- Source excerpt:
=======

Study on Residual Response of Steel Moment Frames Equipped with TADAS Yielding Devices Subjected to Seismic Excitations

Document Type : Articles

Authors

Sanadaj Branch, Islamic Azad University, Sanandaj, Iran

Abstract

Recent approaches in seismic design of structures appreciate a lot of the utilization of structural control systems and energy absorbing devices as a means of reduce the damage caused by earthquakes. Due to their efficiency and appropriate seismic response assessment, TADAS metal dampers are a kind of the energy absorbing systems in passive structural control drawn many researchers and structure designers' attention in order to design new structures and improve seismic performance of existing structures. Growing increase of the utilization of this kind of systems in many countries around the world, such as Japan and U.S., beside the compilation of regulations and building codes in relation to these systems demonstrate the tendency of engineering society to benefit from this simple technology.
It is very important, in structure studies after earthquakes, to recognize residual displacement and permanent deformations of structures in order to determine their remaining capacity and extent of damage incurred due to the earthquake. This will be a decisive factor in rehabilitation and repair possibility or destruction necessity of structures.

=======

- Given problem 1:
Rewrite the entries from their start down through the line containing "161), (231, 161)]", replacing "outline" with "contour" and leaving everything else unchanged.
The article abstract and the entries that follow it have nothing to do with each other.

- Dataset records:
=======

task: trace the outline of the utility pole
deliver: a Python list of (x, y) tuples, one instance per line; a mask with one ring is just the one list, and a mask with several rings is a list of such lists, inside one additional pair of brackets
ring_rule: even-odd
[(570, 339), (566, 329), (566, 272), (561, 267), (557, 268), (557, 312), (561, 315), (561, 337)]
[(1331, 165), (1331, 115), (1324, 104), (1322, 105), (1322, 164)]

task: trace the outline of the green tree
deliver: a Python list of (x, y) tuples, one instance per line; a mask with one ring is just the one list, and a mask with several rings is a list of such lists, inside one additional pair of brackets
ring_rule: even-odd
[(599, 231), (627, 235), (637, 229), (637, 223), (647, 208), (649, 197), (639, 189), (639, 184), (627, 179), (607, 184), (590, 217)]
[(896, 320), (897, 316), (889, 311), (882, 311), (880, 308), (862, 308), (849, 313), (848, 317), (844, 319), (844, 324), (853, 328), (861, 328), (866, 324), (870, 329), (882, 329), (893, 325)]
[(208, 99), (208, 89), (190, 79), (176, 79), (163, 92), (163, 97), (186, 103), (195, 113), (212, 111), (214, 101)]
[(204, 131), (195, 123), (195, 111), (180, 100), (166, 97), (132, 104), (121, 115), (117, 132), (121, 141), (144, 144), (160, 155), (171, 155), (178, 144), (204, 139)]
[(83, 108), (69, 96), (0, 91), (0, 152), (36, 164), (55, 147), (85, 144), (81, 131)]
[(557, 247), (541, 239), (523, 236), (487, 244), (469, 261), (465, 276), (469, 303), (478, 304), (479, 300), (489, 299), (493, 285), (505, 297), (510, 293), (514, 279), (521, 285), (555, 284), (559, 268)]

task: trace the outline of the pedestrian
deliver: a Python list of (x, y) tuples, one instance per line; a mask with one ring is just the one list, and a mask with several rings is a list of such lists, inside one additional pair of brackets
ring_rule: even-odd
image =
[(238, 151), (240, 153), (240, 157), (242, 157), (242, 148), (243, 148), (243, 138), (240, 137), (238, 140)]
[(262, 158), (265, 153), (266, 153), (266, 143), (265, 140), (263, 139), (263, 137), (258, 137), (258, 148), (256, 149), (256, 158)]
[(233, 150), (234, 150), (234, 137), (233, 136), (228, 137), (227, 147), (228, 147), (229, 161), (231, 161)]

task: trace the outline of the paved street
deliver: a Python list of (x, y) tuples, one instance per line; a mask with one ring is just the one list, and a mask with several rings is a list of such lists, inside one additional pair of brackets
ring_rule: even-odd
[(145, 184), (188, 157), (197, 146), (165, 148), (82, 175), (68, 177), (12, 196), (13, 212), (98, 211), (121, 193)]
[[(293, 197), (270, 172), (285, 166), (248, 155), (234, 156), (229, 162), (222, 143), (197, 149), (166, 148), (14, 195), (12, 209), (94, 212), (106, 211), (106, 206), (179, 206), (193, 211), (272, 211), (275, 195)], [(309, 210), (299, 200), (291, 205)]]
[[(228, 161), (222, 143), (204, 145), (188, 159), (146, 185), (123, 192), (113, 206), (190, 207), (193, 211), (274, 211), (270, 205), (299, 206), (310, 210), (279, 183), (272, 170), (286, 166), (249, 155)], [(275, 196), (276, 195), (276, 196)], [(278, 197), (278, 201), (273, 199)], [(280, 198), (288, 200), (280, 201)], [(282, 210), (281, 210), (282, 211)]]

=======

- Given problem 2:
Retype the article abstract on TADAS dampers, everything from "Recent approaches in" down to "this simple technology.".

- Output 1:
task: trace the contour of the utility pole
deliver: a Python list of (x, y) tuples, one instance per line; a mask with one ring is just the one list, and a mask with several rings is a list of such lists, inside one additional pair of brackets
ring_rule: even-odd
[(570, 339), (566, 329), (566, 272), (561, 267), (557, 268), (557, 312), (561, 315), (561, 337)]
[(1331, 165), (1331, 115), (1324, 104), (1322, 105), (1322, 164)]

task: trace the contour of the green tree
deliver: a Python list of (x, y) tuples, one instance per line; a mask with one ring is just the one list, and a mask with several rings is a list of such lists, inside one additional pair of brackets
ring_rule: even-odd
[(599, 231), (627, 235), (637, 229), (637, 223), (647, 208), (649, 197), (639, 189), (639, 184), (627, 179), (607, 184), (590, 217)]
[(896, 320), (897, 316), (889, 311), (882, 311), (880, 308), (862, 308), (849, 313), (848, 317), (844, 319), (844, 324), (853, 328), (861, 328), (866, 324), (870, 329), (882, 329), (893, 325)]
[(208, 99), (208, 89), (190, 79), (176, 79), (163, 92), (163, 97), (186, 103), (195, 113), (212, 111), (214, 101)]
[(204, 131), (195, 123), (195, 111), (180, 100), (166, 97), (132, 104), (121, 115), (117, 132), (121, 141), (144, 144), (160, 155), (171, 155), (178, 144), (204, 139)]
[(83, 108), (69, 96), (0, 91), (0, 152), (36, 164), (55, 147), (85, 144), (81, 131)]
[(557, 247), (541, 239), (523, 236), (487, 244), (469, 261), (465, 276), (469, 303), (478, 304), (479, 300), (489, 299), (493, 285), (505, 297), (510, 293), (514, 279), (521, 285), (555, 284), (559, 268)]

task: trace the contour of the pedestrian
deliver: a Python list of (x, y) tuples, one instance per line; a mask with one ring is just the one list, and a mask with several rings is a list of such lists, inside one additional pair of brackets
ring_rule: even-odd
image =
[(238, 151), (240, 153), (240, 157), (242, 157), (242, 148), (243, 148), (243, 138), (240, 137), (238, 140)]
[(262, 158), (265, 153), (266, 153), (266, 143), (265, 140), (263, 139), (263, 137), (258, 137), (258, 148), (256, 149), (256, 158)]
[(233, 150), (234, 150), (234, 137), (233, 136), (228, 137), (227, 147), (228, 147), (229, 161), (231, 161)]

- Output 2:
Recent approaches in seismic design of structures appreciate a lot of the utilization of structural control systems and energy absorbing devices as a means of reduce the damage caused by earthquakes. Due to their efficiency and appropriate seismic response assessment, TADAS metal dampers are a kind of the energy absorbing systems in passive structural control drawn many researchers and structure designers' attention in order to design new structures and improve seismic performance of existing structures. Growing increase of the utilization of this kind of systems in many countries around the world, such as Japan and U.S., beside the compilation of regulations and building codes in relation to these systems demonstrate the tendency of engineering society to benefit from this simple technology.